START Material for the task
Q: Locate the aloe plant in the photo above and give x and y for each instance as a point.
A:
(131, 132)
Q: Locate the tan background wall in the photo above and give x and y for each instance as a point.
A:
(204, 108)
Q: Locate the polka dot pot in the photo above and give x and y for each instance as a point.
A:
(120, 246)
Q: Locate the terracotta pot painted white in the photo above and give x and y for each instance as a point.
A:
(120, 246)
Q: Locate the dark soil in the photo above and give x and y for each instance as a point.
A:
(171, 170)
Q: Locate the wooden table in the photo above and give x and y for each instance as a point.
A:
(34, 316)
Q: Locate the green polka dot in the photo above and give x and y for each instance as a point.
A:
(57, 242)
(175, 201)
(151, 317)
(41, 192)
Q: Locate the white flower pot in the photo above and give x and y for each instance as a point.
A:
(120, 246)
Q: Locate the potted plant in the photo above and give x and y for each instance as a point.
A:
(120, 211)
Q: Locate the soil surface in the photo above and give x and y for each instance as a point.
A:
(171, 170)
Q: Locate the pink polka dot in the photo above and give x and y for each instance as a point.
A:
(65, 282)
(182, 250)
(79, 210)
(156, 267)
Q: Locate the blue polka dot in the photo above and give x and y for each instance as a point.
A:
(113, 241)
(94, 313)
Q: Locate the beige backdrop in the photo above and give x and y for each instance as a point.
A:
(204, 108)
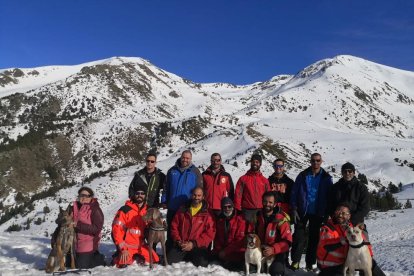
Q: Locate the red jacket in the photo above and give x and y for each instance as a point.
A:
(231, 242)
(249, 190)
(128, 226)
(199, 229)
(217, 186)
(331, 252)
(277, 233)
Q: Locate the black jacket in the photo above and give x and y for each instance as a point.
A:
(155, 185)
(355, 194)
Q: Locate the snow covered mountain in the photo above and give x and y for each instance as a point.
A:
(64, 125)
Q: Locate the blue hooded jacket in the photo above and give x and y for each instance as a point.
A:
(180, 183)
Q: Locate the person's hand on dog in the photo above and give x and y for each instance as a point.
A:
(268, 251)
(124, 256)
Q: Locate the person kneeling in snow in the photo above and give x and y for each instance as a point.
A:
(192, 231)
(333, 247)
(128, 229)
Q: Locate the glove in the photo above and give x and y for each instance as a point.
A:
(295, 216)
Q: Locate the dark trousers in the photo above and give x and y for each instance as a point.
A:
(198, 256)
(278, 265)
(89, 260)
(299, 239)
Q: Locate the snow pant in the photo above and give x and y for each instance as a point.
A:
(337, 270)
(89, 260)
(278, 265)
(169, 244)
(135, 254)
(299, 239)
(197, 256)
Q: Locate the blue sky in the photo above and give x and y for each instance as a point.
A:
(207, 41)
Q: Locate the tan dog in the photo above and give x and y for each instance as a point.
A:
(62, 242)
(359, 256)
(156, 232)
(253, 254)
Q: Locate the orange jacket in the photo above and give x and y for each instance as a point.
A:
(128, 226)
(277, 233)
(200, 228)
(249, 190)
(331, 251)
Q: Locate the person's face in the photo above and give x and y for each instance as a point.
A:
(342, 215)
(197, 196)
(348, 174)
(268, 204)
(255, 165)
(185, 159)
(139, 197)
(150, 162)
(227, 210)
(316, 162)
(215, 162)
(84, 197)
(279, 167)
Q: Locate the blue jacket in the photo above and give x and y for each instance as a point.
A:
(298, 199)
(180, 183)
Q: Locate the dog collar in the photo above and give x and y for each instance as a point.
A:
(360, 245)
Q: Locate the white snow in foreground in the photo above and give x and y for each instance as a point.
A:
(391, 234)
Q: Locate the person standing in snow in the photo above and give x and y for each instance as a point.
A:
(249, 190)
(152, 177)
(309, 205)
(192, 231)
(281, 185)
(182, 178)
(217, 184)
(349, 189)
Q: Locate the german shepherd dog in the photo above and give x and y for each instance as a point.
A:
(156, 232)
(62, 242)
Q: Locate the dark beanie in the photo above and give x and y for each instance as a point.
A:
(136, 186)
(257, 157)
(226, 201)
(348, 166)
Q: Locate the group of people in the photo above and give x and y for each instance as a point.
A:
(208, 218)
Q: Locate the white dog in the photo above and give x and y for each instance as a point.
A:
(359, 256)
(253, 254)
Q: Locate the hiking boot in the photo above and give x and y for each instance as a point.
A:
(294, 266)
(312, 268)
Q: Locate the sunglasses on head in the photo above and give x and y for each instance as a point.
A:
(316, 160)
(347, 171)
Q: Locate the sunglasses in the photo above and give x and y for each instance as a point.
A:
(316, 160)
(347, 171)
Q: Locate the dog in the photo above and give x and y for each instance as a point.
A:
(359, 256)
(62, 242)
(156, 232)
(253, 254)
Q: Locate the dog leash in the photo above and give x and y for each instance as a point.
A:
(360, 245)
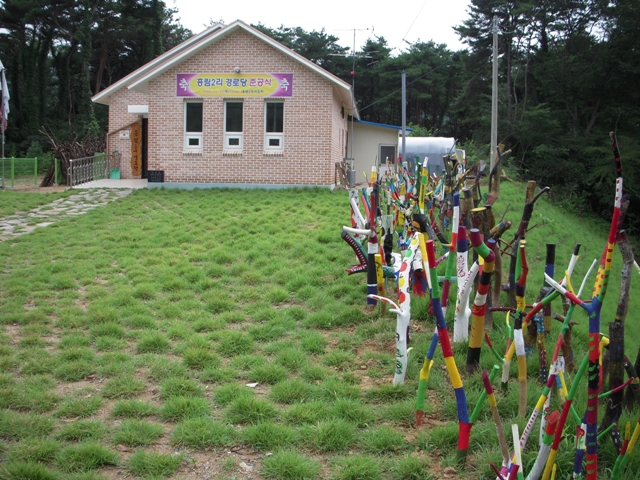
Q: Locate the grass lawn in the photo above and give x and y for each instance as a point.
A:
(128, 336)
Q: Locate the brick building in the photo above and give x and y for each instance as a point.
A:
(229, 106)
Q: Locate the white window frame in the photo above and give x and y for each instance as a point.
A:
(268, 136)
(229, 136)
(189, 136)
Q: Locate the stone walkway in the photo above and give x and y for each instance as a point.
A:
(44, 215)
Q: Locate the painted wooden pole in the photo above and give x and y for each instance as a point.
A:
(479, 304)
(464, 426)
(502, 440)
(372, 248)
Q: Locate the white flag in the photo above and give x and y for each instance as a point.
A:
(5, 101)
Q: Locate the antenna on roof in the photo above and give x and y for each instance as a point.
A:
(353, 75)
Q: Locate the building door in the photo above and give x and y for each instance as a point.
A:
(145, 147)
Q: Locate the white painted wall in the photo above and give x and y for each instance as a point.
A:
(366, 146)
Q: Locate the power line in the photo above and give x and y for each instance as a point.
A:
(400, 89)
(411, 26)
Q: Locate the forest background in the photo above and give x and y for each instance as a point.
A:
(569, 73)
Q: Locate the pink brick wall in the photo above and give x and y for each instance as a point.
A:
(314, 130)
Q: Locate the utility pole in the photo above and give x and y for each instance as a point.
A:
(404, 118)
(494, 95)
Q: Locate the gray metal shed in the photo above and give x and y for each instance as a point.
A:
(432, 147)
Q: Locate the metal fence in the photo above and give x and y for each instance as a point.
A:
(88, 169)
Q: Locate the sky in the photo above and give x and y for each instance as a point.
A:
(422, 20)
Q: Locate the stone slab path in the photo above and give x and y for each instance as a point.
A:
(44, 215)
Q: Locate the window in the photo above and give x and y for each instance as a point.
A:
(233, 126)
(193, 125)
(387, 154)
(274, 126)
END Material for the task
Work order: Give the records again exactly, without pictures.

Response:
Q: Locate the aloe plant in the photo above and give x and y for each instance as a point.
A:
(131, 132)
Q: Locate the tan background wall in the photo above and give x and y for each instance as a point.
A:
(204, 108)
Q: Locate the polka dot pot in the photo above and give x and y for each instance as a point.
A:
(120, 246)
Q: Locate the terracotta pot painted white in the photo above and give x and y for each instance as a point.
A:
(120, 246)
Q: Locate the dark soil in the photo above and give x and y for each instance as a point.
A:
(171, 170)
Q: Locate the wooden table in the photo above and give x and y for each instance as a point.
A:
(34, 316)
Q: Locate the green polka dot in the photo above and give x and y for each instance as a point.
A:
(57, 242)
(175, 201)
(151, 317)
(41, 192)
Q: Locate the white flower pot in the photo above and give x and y for each instance as a point.
A:
(120, 246)
Q: Locate the potted plant in the photo above and give x and y for each instance as a point.
A:
(120, 211)
Q: Locate the soil surface in the photo above and give x and y for each instance as a point.
A:
(171, 170)
Q: Locate the pink polka dot in the photo above and give x and y for each instance as a point.
A:
(65, 282)
(182, 250)
(79, 210)
(156, 267)
Q: Locate the blue polka dot in the photo above and give x and y for each instance as a point.
A:
(113, 241)
(94, 313)
Q: Locate the beige backdrop in the photo above and give x and y for each instance as a point.
A:
(204, 108)
Q: Locate the red jacket in the photo above and give x and y for each instance as a point.
A:
(231, 242)
(249, 190)
(128, 226)
(199, 229)
(217, 186)
(331, 252)
(277, 233)
Q: Locate the black jacket in the photo above and give x and y for each instance as a point.
A:
(155, 185)
(355, 194)
Q: Locate the snow covered mountain in the photo above and give x and y for each instance as a point.
A:
(64, 125)
Q: Locate the blue hooded jacket in the photo above and give x and y for each instance as a point.
A:
(180, 183)
Q: Locate the person's hand on dog in the photo above and give x and y for each instance as a point.
A:
(268, 251)
(124, 256)
Q: Locate the person kneeling in snow in the photo above and give x and y for each instance as a point.
A:
(192, 231)
(333, 247)
(128, 229)
Q: Locate the glove in the photo above and give x and y for each instance as a point.
A:
(295, 216)
Q: Locate the dark trousers in the photo above and give x and y for each instance as a point.
A:
(198, 256)
(278, 265)
(89, 260)
(299, 239)
Q: Locate the snow pant in the photo above and give x and y for each instance as a point.
A:
(337, 270)
(89, 260)
(278, 265)
(169, 244)
(135, 254)
(299, 239)
(197, 256)
Q: Locate the blue sky in the photo above and give x and y for each instance as a point.
A:
(207, 41)
Q: Locate the tan dog in the photo above and give x and y for each instance as a point.
A:
(62, 242)
(359, 256)
(156, 232)
(253, 254)
Q: Locate the orange jacket in the photo above and give x and y for each instance as a point.
A:
(128, 226)
(277, 233)
(200, 228)
(249, 190)
(331, 251)
Q: Locate the person's face in the photo above and give x and y for each instance as a point.
A:
(342, 215)
(197, 196)
(348, 174)
(268, 204)
(255, 165)
(185, 159)
(139, 197)
(150, 162)
(227, 210)
(316, 162)
(215, 162)
(84, 197)
(279, 167)
Q: Locate the blue jacket in the photo above and give x and y for each instance as a point.
A:
(298, 199)
(180, 183)
Q: Locate the dog collar in the photo above and give x and y for each instance as a point.
A:
(360, 245)
Q: Locate the white snow in foreground in the photo above and give x and y for each instance as a point.
A:
(391, 234)
Q: Locate the person standing in snow in the photo above and give x and y for each instance as a point.
A:
(249, 190)
(152, 177)
(309, 205)
(192, 231)
(281, 185)
(182, 178)
(217, 184)
(349, 189)
Q: Locate the german shepherd dog in the photo above and give x and y for each instance as a point.
A:
(156, 232)
(62, 242)
Q: Locate the dark beanie in the photo above and give x and y for each instance as a point.
A:
(136, 186)
(257, 157)
(226, 201)
(348, 166)
Q: Locate the group of people in the photo above and give x and y for each instance as a point.
A:
(208, 218)
Q: Locate the white dog in the photo above and give x and y for each instance as a point.
A:
(359, 256)
(253, 254)
Q: Locate the hiking boot in the photo above and give x and y for each instance as a point.
A:
(294, 266)
(312, 268)
Q: Locate the sunglasses on head in the photo above and give x and y for each instance as a point.
A:
(316, 160)
(347, 171)
Q: Locate the sunglasses in the photo above and give x and y for each instance as a point.
A:
(316, 160)
(347, 171)
Q: Locate the dog in the photo above and give x and y for each instance as a point.
A:
(359, 256)
(62, 242)
(156, 232)
(253, 254)
Q: Locate the dog leash in the photo above and give x and y for each instance as a point.
A:
(360, 245)
Q: Locate the grass lawn in the photo above and give x and y for each instance as a point.
A:
(128, 336)
Q: Locate the brick building in the photo above and give x and y for each instance as a point.
A:
(229, 106)
Q: Locate the white window frame in the photo above and give x and y for each instance as a point.
A:
(268, 136)
(229, 136)
(189, 136)
Q: Locate the stone walkway in the photo above and give x and y for each instance as a point.
A:
(44, 215)
Q: Locate the painted wooden pole in the photo above and give x and y for each instance as a point.
A:
(479, 304)
(464, 426)
(502, 440)
(372, 248)
Q: Locate the white flag in the photo above and give x and y for each instance as a point.
A:
(5, 101)
Q: Locate the antenna on roof in the photo above and give x and y for each instance as a point.
A:
(353, 75)
Q: Locate the building door in the photo above and give x and y for each instance as a point.
A:
(145, 147)
Q: Locate the white painted wall in the photo above and give x and y for each instance as a point.
A:
(366, 146)
Q: Locate the power line in the photo above and give x and y for each instance as a point.
A:
(400, 89)
(411, 26)
Q: Locate the forest background in the photo above and give x and y for each instance as a point.
A:
(569, 73)
Q: Locate the pink brick wall in the photo above and give x and y for each instance as a point.
A:
(314, 130)
Q: Locate the utility pole in the photo above and give x and y for each instance as a point.
A:
(404, 118)
(494, 95)
Q: Locate the gray metal shed in the photo above and give x and y for each instance as a point.
A:
(432, 147)
Q: Locate the metal fence in the photo above and give x and y for each instance as a point.
A:
(88, 169)
Q: Locate the sky in the photo above and give x and y for each instance as a point.
A:
(422, 20)
Q: Locate the stone slab path in the photo above and give x and y for each instance as a point.
A:
(44, 215)
Q: Locate the window in the photo above and give x and y for each instance as a point.
A:
(233, 126)
(193, 125)
(387, 154)
(274, 126)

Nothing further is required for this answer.